___ ページ抜粋
セルベックスは、穏やかに胃を保護してくれるため、主に軽症例の胃炎や胃潰瘍の治療に用いられます。

セルベックスの有効率(中等度以上改善した率)は、

  • 胃潰瘍への有効率は81%
  • 急性胃炎・慢性胃炎の急性増悪期への有効率は68.6%

と報告されています。

 

3.セルベックスにはどのような効果・作用があるのか

セルベックスは胃炎や胃潰瘍といった胃疾患に対して効果を発揮するお薬ですが、具体的にはどのような作用機序で胃疾患を改善させているのでしょうか。

セルベックスの主な効果・作用について詳しく紹介します。

 

Ⅰ.胃粘膜を防御する因子を増やす

セルベックスの作用の1つは、胃粘膜を防御する因子を増やすことで、これがセルベックスの主要な作用になります。

具体的には、

  • 胃粘液の分泌を増やす
  • プロスタグランジンを増やす
  • 重炭酸イオンの分泌を促す
  • 胃粘膜の血流を増やす

などの作用が確認されています。効果が報告されています。

胃粘液というのは胃の表面を覆っている粘液で、ヘキソサミンやムチンというたんぱく質などが成分となっています。ヘキソサミンはアルカリ性の物質であり胃酸を中和してくれるため、胃酸から胃壁を守るはたらきがあります。ムチンは粘性のある糖タンパクで、その粘性によって胃壁を保護してくれます。

セルベックスは胃粘液を増やす作用が確認されており、動物実験において胃粘膜を修復したり、防御するために重要な物質である高分子糖タンパクやリン脂質の合成を増やすことも確認されています。

またセルベックスは「プロスタグランジン(PG)」という物質を増やす効果があります。プロスタグランジンも胃粘液の分泌を増やす作用があるため、これも胃の防御力を上げるはたらきとなります。
______
___ データ抜粋
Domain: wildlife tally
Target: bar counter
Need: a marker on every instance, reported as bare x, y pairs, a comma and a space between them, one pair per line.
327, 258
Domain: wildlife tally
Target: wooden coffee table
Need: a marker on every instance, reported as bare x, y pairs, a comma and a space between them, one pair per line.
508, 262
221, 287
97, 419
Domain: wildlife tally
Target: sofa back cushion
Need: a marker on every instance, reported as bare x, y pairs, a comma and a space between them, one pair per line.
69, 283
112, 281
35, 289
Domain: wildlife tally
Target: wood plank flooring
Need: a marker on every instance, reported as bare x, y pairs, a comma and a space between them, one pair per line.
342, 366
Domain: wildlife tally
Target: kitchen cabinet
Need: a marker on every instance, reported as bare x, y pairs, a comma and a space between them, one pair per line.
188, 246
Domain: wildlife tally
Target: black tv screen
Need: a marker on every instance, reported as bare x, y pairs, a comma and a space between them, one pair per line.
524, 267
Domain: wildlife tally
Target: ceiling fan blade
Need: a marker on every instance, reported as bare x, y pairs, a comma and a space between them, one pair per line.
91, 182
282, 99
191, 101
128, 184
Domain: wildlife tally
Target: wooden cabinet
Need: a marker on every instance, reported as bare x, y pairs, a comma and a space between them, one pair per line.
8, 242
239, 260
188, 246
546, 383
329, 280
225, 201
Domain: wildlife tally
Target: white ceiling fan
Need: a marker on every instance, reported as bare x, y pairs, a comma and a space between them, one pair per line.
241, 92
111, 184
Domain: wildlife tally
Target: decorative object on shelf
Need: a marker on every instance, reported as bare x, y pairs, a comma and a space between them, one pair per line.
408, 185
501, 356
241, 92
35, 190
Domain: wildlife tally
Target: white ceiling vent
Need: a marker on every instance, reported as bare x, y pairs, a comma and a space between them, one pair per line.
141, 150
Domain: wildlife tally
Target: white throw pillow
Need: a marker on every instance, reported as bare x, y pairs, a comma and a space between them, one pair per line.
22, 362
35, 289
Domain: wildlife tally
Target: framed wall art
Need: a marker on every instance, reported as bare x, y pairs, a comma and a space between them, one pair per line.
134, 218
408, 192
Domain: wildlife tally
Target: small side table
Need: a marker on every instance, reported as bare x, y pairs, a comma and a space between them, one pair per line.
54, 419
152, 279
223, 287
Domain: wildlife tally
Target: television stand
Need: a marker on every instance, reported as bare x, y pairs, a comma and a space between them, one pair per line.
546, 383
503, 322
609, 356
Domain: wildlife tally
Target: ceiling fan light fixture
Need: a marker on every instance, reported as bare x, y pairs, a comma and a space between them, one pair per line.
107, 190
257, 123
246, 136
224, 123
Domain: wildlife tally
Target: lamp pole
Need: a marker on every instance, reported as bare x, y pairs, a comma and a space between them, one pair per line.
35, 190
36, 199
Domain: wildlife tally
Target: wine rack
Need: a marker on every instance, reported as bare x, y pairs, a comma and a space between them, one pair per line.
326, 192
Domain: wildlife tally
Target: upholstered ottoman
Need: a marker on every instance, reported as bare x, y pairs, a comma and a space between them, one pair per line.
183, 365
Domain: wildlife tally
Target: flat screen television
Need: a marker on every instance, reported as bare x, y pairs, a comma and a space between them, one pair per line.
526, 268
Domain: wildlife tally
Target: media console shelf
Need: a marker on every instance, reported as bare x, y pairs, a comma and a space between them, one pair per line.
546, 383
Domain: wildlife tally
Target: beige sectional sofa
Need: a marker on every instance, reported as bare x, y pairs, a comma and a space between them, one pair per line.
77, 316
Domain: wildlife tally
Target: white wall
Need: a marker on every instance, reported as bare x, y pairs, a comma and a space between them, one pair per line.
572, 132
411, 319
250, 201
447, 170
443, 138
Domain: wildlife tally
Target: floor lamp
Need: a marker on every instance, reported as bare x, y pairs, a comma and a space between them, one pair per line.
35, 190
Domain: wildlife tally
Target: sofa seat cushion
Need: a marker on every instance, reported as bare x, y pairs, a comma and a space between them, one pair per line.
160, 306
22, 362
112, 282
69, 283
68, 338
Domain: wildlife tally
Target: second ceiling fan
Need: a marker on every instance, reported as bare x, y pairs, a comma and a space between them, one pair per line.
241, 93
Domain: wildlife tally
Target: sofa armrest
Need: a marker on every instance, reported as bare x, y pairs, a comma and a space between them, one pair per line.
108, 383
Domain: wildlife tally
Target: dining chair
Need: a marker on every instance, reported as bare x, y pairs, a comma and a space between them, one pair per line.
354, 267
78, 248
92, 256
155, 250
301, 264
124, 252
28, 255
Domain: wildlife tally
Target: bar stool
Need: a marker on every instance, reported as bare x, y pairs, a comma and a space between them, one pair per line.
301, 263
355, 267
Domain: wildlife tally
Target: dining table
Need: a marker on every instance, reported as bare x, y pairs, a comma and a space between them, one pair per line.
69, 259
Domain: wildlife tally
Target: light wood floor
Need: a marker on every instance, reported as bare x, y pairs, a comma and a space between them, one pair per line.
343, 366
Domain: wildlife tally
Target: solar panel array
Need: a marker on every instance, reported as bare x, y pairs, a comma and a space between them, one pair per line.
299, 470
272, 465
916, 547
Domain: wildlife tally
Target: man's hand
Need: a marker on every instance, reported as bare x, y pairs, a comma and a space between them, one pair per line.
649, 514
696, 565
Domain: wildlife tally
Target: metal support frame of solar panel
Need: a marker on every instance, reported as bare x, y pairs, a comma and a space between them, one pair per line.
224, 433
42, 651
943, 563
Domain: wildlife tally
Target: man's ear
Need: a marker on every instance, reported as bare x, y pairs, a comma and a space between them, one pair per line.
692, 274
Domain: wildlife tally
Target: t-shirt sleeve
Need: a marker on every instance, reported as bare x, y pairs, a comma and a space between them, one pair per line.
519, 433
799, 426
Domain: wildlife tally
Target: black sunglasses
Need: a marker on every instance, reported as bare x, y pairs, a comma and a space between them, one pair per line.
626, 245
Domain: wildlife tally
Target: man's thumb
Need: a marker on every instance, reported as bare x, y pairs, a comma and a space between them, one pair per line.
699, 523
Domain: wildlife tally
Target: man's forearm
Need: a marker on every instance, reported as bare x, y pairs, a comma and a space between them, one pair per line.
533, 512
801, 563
______
- 内容に関する設問:
A. セルベックスについての文章では、胃潰瘍への有効率は何%と報告されていますか。
B. セルベックスについての文章を、最後の文の後から書き継いでください。

- 演習の解答:
A. 81%と報告されています。

B.
更にセルベックスは胃内に重炭酸イオンを分泌する作用があることも確認されています。重炭酸イオンはアルカリ性のイオンであるため、胃酸を中和するはたらきがあります。これにより、胃酸の力を弱め、胃酸によって胃壁が傷付くのを防ぐことができます。

セルベックスは胃粘膜の血流を増やす作用もあります。血流が増えればそこに栄養分が届きやすくなるため、粘液を作りやすくなったり細胞の合成・修復もしやすくなります。

 

Ⅱ.ヒートショックプロテインを活性化する

セルベックスはヒートショックプロテイン(HSP)と呼ばれる物質を活性化させるはたらきがあり、これも胃の保護に役立ちます。

ヒートショックプロテインというのは、熱によってダメージを受けたタンパク質を修復するはたらきを持つタンパク質の事です。

私達の身体においてタンパク質というのは非常に重要な役割をしています。タンパク質によって筋肉や臓器などが作られており、これがダメージを受ければ身体に大きな問題が生じることは明らかです。

タンパク質は「熱に弱い」という弱点があります。みなさんも経験があると思いますが、肉をフライパンで熱すると固くなってしまい、二度と元の柔らかさには戻りませんよね。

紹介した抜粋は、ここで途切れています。